## [PROBLEM TO SOLVE]
Reproduce exactly the line with "ear in this" and the lines after it. Stop at the last line of the data and include nothing else.

Excerpts from a dataset
════════
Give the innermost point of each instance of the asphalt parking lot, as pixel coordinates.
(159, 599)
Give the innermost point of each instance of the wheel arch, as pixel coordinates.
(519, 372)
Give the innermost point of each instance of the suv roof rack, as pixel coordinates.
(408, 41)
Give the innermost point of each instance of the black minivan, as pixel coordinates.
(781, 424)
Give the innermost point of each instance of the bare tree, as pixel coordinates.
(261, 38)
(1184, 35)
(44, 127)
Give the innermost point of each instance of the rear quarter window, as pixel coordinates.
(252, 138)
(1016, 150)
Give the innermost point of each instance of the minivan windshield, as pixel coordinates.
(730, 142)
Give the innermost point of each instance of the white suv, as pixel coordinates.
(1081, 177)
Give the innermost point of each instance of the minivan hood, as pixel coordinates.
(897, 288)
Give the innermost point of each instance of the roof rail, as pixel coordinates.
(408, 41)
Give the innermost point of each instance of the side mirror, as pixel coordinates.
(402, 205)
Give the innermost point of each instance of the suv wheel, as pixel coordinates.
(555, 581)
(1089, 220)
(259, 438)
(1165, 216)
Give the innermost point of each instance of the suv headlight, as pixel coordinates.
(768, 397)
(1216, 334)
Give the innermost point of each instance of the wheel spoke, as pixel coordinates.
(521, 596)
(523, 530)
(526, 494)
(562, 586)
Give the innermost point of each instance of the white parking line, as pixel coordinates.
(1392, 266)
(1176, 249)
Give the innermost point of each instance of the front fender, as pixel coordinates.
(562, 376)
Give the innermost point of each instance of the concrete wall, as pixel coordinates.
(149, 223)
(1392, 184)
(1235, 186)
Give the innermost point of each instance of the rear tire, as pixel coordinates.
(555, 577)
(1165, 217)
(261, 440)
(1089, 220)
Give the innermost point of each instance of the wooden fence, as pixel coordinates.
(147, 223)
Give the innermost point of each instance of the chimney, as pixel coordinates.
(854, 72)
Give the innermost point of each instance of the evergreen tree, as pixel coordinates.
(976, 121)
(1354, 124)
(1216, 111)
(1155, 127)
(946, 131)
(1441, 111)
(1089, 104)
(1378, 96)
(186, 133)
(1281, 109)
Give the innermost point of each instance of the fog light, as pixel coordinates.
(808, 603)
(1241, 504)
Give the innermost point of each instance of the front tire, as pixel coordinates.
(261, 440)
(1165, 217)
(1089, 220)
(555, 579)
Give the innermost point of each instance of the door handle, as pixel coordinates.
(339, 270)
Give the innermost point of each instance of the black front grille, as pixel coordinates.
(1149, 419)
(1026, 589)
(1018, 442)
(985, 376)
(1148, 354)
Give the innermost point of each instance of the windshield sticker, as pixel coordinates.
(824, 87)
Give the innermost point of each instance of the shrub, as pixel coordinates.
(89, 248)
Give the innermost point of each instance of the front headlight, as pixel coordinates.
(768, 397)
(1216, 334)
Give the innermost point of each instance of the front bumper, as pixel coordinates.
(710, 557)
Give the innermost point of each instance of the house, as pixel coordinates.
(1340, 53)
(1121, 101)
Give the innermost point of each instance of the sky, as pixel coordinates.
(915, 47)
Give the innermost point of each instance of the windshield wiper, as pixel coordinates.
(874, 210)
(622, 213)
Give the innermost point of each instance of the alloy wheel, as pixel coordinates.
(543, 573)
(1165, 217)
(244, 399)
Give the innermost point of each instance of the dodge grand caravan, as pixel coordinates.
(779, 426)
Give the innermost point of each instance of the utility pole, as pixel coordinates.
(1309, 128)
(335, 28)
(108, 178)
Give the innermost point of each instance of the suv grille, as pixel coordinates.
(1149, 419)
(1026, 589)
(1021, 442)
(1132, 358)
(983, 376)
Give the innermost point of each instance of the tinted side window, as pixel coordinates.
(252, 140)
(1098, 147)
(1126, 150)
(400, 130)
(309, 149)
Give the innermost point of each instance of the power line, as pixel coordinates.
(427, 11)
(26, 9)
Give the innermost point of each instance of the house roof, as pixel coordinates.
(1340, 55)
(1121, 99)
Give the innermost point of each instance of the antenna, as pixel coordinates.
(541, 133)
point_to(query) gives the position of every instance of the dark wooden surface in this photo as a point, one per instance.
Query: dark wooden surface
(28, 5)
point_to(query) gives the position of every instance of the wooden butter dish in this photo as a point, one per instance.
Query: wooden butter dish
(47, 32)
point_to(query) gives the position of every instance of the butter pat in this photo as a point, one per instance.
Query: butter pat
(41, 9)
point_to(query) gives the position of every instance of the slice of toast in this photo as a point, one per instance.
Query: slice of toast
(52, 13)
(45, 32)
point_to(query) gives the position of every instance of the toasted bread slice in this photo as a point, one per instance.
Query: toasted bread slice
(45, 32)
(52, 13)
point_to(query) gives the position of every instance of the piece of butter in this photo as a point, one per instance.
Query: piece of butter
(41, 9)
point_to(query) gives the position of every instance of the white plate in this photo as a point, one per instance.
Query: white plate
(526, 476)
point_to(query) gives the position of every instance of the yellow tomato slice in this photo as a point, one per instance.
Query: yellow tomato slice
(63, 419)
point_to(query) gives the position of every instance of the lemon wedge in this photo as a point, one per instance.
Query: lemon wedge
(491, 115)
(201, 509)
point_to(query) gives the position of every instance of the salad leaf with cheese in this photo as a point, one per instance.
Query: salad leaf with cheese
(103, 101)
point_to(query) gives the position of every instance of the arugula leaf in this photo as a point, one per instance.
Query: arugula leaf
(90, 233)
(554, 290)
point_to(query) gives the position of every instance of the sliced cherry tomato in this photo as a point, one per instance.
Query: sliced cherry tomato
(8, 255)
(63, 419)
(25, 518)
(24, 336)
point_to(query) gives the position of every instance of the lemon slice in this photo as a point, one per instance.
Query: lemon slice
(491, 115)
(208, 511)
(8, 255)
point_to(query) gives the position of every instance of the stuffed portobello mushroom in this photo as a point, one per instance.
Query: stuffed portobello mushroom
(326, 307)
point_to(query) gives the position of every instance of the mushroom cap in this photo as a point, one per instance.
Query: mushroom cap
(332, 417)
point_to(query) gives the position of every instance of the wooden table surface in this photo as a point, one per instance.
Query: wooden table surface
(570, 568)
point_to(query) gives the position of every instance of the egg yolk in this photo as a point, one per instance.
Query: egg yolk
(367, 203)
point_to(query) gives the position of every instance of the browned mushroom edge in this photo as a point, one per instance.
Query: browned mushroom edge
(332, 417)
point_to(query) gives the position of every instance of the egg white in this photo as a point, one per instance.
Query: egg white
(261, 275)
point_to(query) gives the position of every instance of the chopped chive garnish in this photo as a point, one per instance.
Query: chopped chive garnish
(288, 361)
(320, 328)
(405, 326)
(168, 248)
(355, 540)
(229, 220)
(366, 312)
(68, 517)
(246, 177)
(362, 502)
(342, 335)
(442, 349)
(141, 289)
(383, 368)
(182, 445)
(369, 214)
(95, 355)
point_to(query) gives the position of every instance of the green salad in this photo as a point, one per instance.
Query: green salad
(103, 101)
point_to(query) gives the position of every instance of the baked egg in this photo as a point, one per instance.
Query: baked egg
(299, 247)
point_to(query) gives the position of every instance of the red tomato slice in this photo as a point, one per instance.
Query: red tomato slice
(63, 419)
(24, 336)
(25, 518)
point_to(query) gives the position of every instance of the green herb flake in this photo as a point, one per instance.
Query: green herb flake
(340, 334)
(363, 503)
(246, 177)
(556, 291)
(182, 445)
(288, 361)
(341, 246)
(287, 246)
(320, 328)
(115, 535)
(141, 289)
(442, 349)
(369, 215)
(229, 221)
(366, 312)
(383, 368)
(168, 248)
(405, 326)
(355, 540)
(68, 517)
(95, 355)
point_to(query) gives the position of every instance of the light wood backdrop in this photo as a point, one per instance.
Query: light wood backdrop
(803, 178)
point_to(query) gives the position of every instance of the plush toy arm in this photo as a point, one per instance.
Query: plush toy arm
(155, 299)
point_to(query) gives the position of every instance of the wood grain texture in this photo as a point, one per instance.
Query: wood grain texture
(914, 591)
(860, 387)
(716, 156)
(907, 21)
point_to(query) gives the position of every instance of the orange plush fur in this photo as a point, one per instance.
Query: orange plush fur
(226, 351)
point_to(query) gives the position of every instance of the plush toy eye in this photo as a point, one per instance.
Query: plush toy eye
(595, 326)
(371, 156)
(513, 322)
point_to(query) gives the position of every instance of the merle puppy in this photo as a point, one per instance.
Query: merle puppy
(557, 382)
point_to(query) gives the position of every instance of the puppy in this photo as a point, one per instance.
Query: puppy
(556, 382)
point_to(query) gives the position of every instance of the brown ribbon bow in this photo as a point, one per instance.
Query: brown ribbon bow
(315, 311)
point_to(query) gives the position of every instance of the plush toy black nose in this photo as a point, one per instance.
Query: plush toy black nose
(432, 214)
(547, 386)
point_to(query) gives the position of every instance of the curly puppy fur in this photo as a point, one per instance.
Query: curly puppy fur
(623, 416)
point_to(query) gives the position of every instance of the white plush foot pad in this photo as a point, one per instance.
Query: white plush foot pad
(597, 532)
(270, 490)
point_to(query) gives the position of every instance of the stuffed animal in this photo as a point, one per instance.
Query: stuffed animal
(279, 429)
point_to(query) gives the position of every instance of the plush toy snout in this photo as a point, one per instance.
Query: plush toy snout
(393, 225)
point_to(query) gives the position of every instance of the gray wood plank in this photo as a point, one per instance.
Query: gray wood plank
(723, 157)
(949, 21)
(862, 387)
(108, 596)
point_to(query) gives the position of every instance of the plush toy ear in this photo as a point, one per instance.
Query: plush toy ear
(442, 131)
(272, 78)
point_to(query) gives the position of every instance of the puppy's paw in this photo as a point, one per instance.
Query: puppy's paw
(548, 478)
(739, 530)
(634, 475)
════════
## [EXERCISE OUTPUT]
point_to(query) gives the position of every instance of the plush toy ear in this photo as a point, one per instance.
Query: plush toy ear
(442, 131)
(272, 78)
point_to(query) gives the position of every instance of the puppy's paw in this photo as a point, one per instance.
Query: puppy's paw
(548, 478)
(739, 530)
(634, 475)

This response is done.